Excerpted text:
------------------------

Zombie Conservatism
In the conclusion to The Reactionary Mind, I claimed that conservatism was dead. I wrote that in the wake of the 2010 congressional election, at the height of the Tea Party euphoria, when just about everyone was saying the opposite.
Last night, a Harvard professor defeated a faux-populist. A coalition of blacks, Latinos, women, gays and lesbians, and white working class voters in Ohio, Michigan, and Wisconsin, defeated the most retrograde versions of homophobia, sexism, racism, and anti-intellectualism (notice I say only “the most retrograde”). For the second time in four years. I think (hope?) it’s safe to say that The Real America, The Heartland, The Silent Majority — choose your favorite kitschy cliche of the last five decades — no longer governs the land. Obama’s coalition, as John Judis and Ruy Teixeira predicted a decade ago, is the wave of the future.
That said, last night Barack Obama claimed that reducing the debt and the deficit — elsewhere they call that austerity — will be a top priority of his second administration. There’s a history to this, as I’ve pointed out. But it also confirms another thing I said in the conclusion to The Reactionary Mind: Conservatism is dead because it lives. It has triumphed. It may lose elections, but its basic assumptions, going back to the reaction against the New Deal, now govern both parties. The economist John Quiggin calls it Zombie Economics, and it has never seemed a more appropriate metaphor. The dead walk among us. They are us.
Here’s the entirety of my conclusion to The Reactionary Mind:
Conservatism has dominated American politics for the past forty years. Just as the Republican administrations of Dwight Eisenhower and Richard Nixon demonstrated the resilience of the New Deal, so have the Democratic administrations of Bill Clinton and Barack Obama demonstrated the resilience of Reaganism.

------------------------

Given entries:
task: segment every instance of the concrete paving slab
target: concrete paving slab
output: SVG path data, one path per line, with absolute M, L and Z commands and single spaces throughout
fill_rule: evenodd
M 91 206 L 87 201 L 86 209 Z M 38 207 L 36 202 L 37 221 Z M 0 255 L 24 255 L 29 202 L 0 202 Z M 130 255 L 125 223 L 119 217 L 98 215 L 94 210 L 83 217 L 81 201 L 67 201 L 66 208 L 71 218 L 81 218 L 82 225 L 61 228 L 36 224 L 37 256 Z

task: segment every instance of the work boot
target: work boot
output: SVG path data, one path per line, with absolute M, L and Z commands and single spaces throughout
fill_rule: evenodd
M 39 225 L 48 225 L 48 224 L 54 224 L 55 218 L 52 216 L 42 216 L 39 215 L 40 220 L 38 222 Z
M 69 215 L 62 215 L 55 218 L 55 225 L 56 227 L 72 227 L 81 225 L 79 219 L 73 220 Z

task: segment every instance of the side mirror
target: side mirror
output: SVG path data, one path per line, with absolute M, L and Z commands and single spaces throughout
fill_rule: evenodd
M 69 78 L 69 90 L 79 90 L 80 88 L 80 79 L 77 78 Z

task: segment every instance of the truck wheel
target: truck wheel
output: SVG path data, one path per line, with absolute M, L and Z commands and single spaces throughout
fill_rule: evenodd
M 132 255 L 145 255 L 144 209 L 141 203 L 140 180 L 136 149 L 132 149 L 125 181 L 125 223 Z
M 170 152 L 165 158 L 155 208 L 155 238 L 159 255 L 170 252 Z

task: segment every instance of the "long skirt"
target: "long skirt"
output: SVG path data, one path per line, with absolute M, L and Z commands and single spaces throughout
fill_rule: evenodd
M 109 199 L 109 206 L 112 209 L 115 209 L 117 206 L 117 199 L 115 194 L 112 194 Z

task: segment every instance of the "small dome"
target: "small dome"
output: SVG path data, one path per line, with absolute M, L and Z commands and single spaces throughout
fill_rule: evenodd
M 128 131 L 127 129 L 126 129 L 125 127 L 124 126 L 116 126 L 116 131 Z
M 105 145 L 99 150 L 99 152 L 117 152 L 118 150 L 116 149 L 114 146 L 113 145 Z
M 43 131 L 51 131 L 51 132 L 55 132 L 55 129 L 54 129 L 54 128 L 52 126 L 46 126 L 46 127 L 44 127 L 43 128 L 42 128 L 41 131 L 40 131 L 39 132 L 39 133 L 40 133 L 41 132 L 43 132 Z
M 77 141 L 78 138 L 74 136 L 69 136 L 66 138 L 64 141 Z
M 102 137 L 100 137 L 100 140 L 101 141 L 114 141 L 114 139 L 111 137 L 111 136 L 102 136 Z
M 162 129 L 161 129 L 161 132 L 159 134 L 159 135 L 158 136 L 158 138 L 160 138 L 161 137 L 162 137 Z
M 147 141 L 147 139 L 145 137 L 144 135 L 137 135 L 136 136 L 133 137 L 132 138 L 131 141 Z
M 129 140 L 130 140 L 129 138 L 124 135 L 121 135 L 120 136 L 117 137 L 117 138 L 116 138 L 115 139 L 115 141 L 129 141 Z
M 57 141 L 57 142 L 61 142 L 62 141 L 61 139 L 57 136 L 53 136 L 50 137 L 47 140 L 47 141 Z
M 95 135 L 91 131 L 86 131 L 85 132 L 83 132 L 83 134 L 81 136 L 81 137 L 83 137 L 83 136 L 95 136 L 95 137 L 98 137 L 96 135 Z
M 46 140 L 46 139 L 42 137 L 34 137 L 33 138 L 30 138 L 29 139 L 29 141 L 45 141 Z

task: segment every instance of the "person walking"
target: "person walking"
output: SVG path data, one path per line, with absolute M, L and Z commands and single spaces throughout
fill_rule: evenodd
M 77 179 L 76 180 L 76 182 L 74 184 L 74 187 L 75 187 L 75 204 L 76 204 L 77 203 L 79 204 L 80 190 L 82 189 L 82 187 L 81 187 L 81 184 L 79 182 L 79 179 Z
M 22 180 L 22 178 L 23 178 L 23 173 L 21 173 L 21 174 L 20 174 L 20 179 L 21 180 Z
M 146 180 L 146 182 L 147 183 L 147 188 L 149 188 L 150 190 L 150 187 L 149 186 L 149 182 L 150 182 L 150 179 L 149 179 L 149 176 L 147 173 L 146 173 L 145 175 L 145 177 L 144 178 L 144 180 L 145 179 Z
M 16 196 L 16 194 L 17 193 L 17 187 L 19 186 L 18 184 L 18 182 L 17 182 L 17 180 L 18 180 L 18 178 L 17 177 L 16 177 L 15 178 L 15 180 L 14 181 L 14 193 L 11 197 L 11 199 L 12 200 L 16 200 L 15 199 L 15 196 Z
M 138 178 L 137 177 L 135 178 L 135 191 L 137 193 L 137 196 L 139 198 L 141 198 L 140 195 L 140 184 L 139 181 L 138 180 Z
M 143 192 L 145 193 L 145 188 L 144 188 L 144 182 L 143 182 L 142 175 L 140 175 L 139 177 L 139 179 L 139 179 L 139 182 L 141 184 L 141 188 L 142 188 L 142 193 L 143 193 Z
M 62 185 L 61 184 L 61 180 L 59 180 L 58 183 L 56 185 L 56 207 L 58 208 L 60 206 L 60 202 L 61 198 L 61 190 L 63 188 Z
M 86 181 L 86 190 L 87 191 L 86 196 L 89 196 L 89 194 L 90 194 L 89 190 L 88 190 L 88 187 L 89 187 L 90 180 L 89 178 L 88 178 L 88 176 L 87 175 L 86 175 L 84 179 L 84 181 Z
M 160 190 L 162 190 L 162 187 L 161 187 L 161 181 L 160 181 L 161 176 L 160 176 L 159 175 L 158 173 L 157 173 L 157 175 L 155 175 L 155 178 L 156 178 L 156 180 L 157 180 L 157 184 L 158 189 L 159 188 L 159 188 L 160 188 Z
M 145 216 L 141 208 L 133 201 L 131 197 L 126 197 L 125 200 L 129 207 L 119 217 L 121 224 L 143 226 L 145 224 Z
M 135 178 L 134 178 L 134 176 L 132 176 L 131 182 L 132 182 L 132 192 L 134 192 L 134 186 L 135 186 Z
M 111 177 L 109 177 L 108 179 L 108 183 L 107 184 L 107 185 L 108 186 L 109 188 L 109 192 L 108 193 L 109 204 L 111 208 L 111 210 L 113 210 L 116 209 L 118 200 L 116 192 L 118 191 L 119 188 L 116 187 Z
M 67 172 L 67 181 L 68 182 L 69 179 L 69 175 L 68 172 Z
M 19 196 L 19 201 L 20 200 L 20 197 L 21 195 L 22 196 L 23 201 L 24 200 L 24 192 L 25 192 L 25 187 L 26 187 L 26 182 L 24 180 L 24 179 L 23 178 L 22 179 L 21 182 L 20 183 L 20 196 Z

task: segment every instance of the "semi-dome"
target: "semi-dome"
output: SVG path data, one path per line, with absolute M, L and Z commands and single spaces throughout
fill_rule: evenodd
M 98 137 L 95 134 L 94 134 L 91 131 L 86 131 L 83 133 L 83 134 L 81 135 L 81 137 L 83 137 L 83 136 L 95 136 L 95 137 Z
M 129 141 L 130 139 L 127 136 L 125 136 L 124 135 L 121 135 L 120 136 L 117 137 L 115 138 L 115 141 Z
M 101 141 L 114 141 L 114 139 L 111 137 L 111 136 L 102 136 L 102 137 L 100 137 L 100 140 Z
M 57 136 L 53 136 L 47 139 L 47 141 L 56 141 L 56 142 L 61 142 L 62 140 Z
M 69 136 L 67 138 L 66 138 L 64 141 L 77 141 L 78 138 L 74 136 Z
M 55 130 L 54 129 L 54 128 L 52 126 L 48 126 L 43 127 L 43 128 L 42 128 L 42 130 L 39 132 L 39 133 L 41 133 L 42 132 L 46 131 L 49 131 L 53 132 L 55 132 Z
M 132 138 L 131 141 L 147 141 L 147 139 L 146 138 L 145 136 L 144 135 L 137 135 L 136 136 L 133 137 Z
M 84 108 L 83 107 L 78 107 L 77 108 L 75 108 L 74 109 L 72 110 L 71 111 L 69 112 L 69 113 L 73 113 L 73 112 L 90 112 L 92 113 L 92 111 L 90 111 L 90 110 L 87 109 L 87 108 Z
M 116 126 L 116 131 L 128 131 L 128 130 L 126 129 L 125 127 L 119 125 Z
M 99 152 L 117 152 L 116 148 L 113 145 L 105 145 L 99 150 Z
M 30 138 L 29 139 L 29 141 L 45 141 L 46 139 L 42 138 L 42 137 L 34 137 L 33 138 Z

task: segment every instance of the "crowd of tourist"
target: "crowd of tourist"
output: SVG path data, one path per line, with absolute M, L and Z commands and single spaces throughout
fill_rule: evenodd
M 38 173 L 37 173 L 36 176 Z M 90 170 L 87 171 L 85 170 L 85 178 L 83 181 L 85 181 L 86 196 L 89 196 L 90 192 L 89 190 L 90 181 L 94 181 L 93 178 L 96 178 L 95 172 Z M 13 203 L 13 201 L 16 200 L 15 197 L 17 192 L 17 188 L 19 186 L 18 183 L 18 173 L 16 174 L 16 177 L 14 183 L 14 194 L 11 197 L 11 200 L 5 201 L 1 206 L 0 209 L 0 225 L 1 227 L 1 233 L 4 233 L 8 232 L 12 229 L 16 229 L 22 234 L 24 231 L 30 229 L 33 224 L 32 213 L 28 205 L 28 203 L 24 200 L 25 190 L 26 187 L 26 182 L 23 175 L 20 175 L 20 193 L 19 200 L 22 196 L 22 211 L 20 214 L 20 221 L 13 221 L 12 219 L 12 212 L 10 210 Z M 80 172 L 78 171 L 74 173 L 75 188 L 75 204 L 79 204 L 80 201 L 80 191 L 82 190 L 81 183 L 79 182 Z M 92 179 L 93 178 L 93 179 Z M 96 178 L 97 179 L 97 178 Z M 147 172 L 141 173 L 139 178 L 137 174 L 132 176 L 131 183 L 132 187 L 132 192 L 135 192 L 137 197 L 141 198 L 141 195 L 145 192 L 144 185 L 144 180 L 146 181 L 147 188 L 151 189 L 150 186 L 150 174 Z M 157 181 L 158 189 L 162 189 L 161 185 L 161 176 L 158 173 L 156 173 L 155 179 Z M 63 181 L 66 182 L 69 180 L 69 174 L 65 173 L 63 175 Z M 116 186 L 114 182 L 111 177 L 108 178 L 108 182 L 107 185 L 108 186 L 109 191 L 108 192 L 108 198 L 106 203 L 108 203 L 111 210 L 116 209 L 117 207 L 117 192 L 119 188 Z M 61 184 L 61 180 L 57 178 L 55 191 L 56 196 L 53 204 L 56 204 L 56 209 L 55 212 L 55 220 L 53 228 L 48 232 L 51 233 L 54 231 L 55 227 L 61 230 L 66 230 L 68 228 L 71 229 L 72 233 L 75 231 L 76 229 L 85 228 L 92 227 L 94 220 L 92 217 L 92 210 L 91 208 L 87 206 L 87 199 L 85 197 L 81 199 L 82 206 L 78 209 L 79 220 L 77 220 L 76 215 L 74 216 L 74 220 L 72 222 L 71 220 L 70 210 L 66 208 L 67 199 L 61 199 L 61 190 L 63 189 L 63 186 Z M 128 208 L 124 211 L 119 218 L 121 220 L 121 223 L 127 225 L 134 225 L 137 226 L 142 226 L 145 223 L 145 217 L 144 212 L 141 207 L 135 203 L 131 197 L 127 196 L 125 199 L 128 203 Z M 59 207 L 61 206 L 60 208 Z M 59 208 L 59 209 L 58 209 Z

------------------------

Stated exercise 1: Translate this sentence from the Zombie Conservatism post into Spanish: "It may lose elections, but its basic assumptions, going back to the reaction against the New Deal, now govern both parties."
Stated exercise 2: Duplicate everything in the Zombie Conservatism post from "That said, last" down to "They are us.".
Stated exercise 3: Write the next part of the Zombie Conservatism post, picking up after its last sentence.

Result 1: Puede perder elecciones, pero sus supuestos básicos, que se remontan a la reacción contra el New Deal, ahora gobiernan a ambos partidos.

Result 2:
That said, last night Barack Obama claimed that reducing the debt and the deficit — elsewhere they call that austerity — will be a top priority of his second administration. There’s a history to this, as I’ve pointed out. But it also confirms another thing I said in the conclusion to The Reactionary Mind: Conservatism is dead because it lives. It has triumphed. It may lose elections, but its basic assumptions, going back to the reaction against the New Deal, now govern both parties. The economist John Quiggin calls it Zombie Economics, and it has never seemed a more appropriate metaphor. The dead walk among us. They are us.

Result 3:
The conservative embrace of unregulated capitalism and imperial power still envelops our two parties. Consistent with this book’s argument about the private life of power, the most visible effort of the GOP since the 2010 midterm election has been to curtail the rights of employees and the rights of women. While the right’s success in these campaigns is by no means assured, the fact that the Republicans have taken aim at the last redoubt of the labor movement and the entirety of Planned Parenthood gives some indication of how far they’ve come. The end (in both senses of the word) of the right’s long march against the twentieth century may be in sight.
The success of the right, however, is not an unmixed blessing. As conservatives have long noted, there is a dialectical synergy between the left and the right, in which the progress of the former spurs on the innovations of the latter. “It is ironic, although not historically unprecedented,” wrote Frank Meyer, the intellectual architect of the fusionist strategy that brought together the libertarian and traditionalist wings of modern conservatism, “that such a burst of creative energy on the intellectual level” on the right “should occur simultaneously with a continuing spread of the influence of Liberalism in the practical political sphere.” Across the Atlantic, Roger Scruton, a more traditional type of British Tory, wrote that “in times of crisis . . . conservatism does its best,” while Friedrich Hayek observed that the defense of the free market “became stationary when it was most influential” and “progressed” when it was “on the defensive.”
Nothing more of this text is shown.